Exercise goal
The complete listing should be transcribed precisely.

Dataset entries
++++++

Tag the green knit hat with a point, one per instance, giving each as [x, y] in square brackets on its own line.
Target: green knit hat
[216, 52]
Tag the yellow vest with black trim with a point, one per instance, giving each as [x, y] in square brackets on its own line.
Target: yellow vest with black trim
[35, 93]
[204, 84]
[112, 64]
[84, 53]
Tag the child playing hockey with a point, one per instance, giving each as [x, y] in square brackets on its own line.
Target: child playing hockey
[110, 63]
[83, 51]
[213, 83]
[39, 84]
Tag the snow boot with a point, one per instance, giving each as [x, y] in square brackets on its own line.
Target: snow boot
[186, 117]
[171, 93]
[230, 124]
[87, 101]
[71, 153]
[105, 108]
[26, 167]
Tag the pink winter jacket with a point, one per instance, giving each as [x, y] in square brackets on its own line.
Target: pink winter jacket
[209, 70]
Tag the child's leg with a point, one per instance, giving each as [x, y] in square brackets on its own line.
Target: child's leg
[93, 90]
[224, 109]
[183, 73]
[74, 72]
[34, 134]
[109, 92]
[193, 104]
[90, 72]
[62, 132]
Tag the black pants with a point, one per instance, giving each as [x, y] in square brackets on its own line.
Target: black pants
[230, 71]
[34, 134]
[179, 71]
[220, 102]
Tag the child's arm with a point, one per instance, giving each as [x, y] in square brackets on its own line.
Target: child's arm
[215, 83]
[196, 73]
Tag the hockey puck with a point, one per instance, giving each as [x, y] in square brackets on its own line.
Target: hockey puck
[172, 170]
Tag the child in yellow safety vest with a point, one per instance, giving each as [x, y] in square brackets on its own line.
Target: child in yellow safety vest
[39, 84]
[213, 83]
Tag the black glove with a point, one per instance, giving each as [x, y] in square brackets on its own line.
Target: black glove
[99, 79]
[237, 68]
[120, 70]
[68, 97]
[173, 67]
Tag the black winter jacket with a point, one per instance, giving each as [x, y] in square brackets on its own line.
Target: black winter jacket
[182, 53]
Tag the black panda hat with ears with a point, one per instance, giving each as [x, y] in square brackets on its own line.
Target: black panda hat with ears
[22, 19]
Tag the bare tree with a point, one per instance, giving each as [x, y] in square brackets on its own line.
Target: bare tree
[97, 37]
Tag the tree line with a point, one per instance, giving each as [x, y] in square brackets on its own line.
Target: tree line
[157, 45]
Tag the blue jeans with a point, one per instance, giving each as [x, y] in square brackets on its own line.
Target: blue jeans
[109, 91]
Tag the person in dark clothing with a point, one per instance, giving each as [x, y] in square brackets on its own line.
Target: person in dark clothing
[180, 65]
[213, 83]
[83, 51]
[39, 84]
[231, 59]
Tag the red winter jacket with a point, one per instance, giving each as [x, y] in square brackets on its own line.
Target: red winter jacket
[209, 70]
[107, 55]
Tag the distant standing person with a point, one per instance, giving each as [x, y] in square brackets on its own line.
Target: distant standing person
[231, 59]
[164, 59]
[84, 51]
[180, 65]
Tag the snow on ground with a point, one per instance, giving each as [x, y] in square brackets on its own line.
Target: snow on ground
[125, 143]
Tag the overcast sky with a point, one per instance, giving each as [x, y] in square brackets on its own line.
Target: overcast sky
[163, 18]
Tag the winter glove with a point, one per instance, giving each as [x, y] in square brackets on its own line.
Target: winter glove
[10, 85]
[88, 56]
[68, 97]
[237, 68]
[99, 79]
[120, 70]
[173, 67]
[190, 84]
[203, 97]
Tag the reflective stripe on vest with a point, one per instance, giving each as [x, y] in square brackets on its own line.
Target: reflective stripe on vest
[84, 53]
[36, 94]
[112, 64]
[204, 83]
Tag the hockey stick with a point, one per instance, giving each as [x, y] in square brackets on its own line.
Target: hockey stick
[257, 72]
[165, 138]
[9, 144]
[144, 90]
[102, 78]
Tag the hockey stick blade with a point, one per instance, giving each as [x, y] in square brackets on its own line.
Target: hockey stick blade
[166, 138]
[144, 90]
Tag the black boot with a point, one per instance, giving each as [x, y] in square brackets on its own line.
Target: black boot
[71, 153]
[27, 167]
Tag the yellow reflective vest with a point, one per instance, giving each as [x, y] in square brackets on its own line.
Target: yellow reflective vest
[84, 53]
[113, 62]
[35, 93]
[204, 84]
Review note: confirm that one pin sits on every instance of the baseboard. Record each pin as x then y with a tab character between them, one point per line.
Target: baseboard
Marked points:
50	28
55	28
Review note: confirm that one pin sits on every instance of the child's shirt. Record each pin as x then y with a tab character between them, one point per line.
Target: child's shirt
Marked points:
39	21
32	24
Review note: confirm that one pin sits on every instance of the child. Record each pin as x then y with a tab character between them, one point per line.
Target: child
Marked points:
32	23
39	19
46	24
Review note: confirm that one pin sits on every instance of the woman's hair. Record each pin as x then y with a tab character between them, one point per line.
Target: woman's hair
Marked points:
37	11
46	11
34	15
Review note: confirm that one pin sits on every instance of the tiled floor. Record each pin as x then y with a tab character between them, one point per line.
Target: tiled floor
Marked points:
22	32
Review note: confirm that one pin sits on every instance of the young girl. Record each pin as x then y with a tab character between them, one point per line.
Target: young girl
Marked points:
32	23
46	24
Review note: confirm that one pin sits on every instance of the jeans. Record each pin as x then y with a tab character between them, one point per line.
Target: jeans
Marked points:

++++++

Exercise answer
Tag the green knit hat with a point, one per instance, giving each as [x, y] in square brackets on its own line.
Target: green knit hat
[216, 52]
Tag the yellow vest with black trim with a point, one per instance, giving each as [x, y] in square brackets on its own line.
Target: yellow vest with black trim
[35, 93]
[204, 84]
[112, 64]
[84, 53]
Tag the child playing hockey with a point, one per instance, giving each as [x, y] in square brackets on its own line.
Target: child playing hockey
[110, 63]
[83, 51]
[213, 83]
[39, 84]
Tag the snow boot with a point, one per instance, giving each as [x, y] in square brackets on its own line.
Target: snow boot
[186, 117]
[171, 93]
[230, 124]
[87, 101]
[71, 153]
[105, 108]
[26, 167]
Tag the pink winter jacket with a point, one per instance, giving each as [x, y] in square brackets on its own line.
Target: pink winter jacket
[209, 70]
Tag the child's leg with a point, one per instance, giving each as [x, y] in square brackets on its own line.
Target: child's leg
[93, 90]
[224, 109]
[183, 73]
[74, 72]
[34, 134]
[109, 92]
[193, 104]
[90, 72]
[62, 132]
Tag the black pants with a point, one per instance, giving each as [x, y] in square brackets on its own line.
Target: black pants
[230, 71]
[34, 134]
[179, 71]
[220, 102]
Tag the child's arm with a point, one per instance, giving each as [x, y] in square brackets on its own line.
Target: child's arm
[215, 83]
[196, 73]
Tag the hockey puck with a point, one per instance, giving each as [x, y] in square brackets on its own line.
Target: hockey puck
[172, 170]
Tag the child in yellow safety vest with a point, one per instance, giving each as [x, y] in square brackets on its own line.
Target: child in yellow safety vest
[39, 84]
[213, 83]
Tag the black glove with a point, one per instance, giving each as [x, y] in square brackets on its own line.
Target: black glove
[99, 79]
[237, 68]
[120, 70]
[68, 97]
[173, 67]
Tag the black winter jacket with a point, one per instance, giving each as [x, y] in square brackets on its own line.
Target: black winter jacket
[182, 53]
Tag the black panda hat with ears with a point, one per instance, giving each as [x, y] in square brackets on its own line.
Target: black panda hat with ears
[22, 19]
Tag the bare tree with a point, one per instance, giving each as [x, y] in square brackets on its own line.
Target: bare tree
[97, 37]
Tag the tree line with a point, one per instance, giving each as [x, y] in square brackets on its own line.
Target: tree line
[157, 45]
Tag the blue jeans with a point, one per instance, giving each as [x, y] in square brackets on its own line.
Target: blue jeans
[109, 91]
Tag the person in dark clothing with a point, one per instance, giving each as [x, y] in square brackets on its own line.
Target: person in dark clothing
[180, 65]
[213, 83]
[83, 51]
[39, 84]
[231, 59]
Tag the red winter jacket with a point, one per instance, giving each as [x, y] in square brackets on its own line.
Target: red winter jacket
[209, 70]
[107, 55]
Tag the distant standing person with a point, one per instance, giving each as [x, y] in square brackets on its own line.
Target: distant standing person
[231, 59]
[164, 59]
[84, 51]
[180, 65]
Tag the snow on ground with a point, one per instance, giving each as [x, y] in square brackets on its own line.
Target: snow on ground
[125, 143]
Tag the overcast sky with a point, one per instance, giving each as [x, y] in square brackets on its own line.
Target: overcast sky
[163, 18]
Tag the winter glove with a point, one per instance, giving each as [x, y] in square brackets on its own line.
Target: winter glove
[10, 85]
[88, 56]
[68, 97]
[237, 68]
[99, 79]
[120, 70]
[173, 67]
[190, 84]
[203, 97]
Tag the reflective stripe on vest with a point, one per instance, giving each as [x, y] in square brackets on its own line.
Target: reflective stripe on vest
[84, 53]
[36, 94]
[112, 64]
[204, 83]
Tag the hockey stick with a point, one per instance, giving each as [x, y] in square brackets on its own line.
Target: hockey stick
[257, 72]
[165, 138]
[9, 144]
[144, 90]
[102, 78]
Tag the hockey stick blade with a point, one per instance, giving each as [x, y] in square brackets on its own line.
Target: hockey stick blade
[166, 138]
[144, 90]
Tag the black boot with a point, one per instance, giving each as [x, y] in square brackets on its own line.
Target: black boot
[71, 153]
[27, 167]
Tag the yellow reflective vest with a point, one per instance, giving each as [x, y] in square brackets on its own line.
Target: yellow reflective vest
[84, 53]
[113, 62]
[35, 93]
[204, 84]
Review note: confirm that one pin sits on every instance of the baseboard. Record each pin as x then y with a tab character between them, one point per line.
Target: baseboard
Marked points:
50	28
55	28
Review note: confirm that one pin sits on every instance of the child's shirt. Record each pin as x then y with a tab character between them, one point per line.
Target: child's shirt
Marked points:
39	21
32	24
Review note: confirm that one pin sits on every instance of the child. Record each pin as x then y with a tab character between them, one point per line.
Target: child
Marked points:
32	23
39	19
46	24
Review note: confirm that one pin sits on every instance of the woman's hair. Record each pin as x then y with a tab character between them, one point per line.
Target: woman's hair
Marked points:
37	11
46	11
34	15
Review note: confirm that one pin sits on every instance of the tiled floor. Record each pin as x then y with a tab character between them, one point per line.
Target: tiled floor
Marked points:
22	32
Review note: confirm that one pin sits on every instance of the young girl. Record each pin as x then y with a tab character between them, one point per line.
Target: young girl
Marked points:
32	23
46	24
Review note: confirm that one pin sits on every instance of the jeans. Record each pin as x then y with a tab character between them, one point per line.
Target: jeans
Marked points:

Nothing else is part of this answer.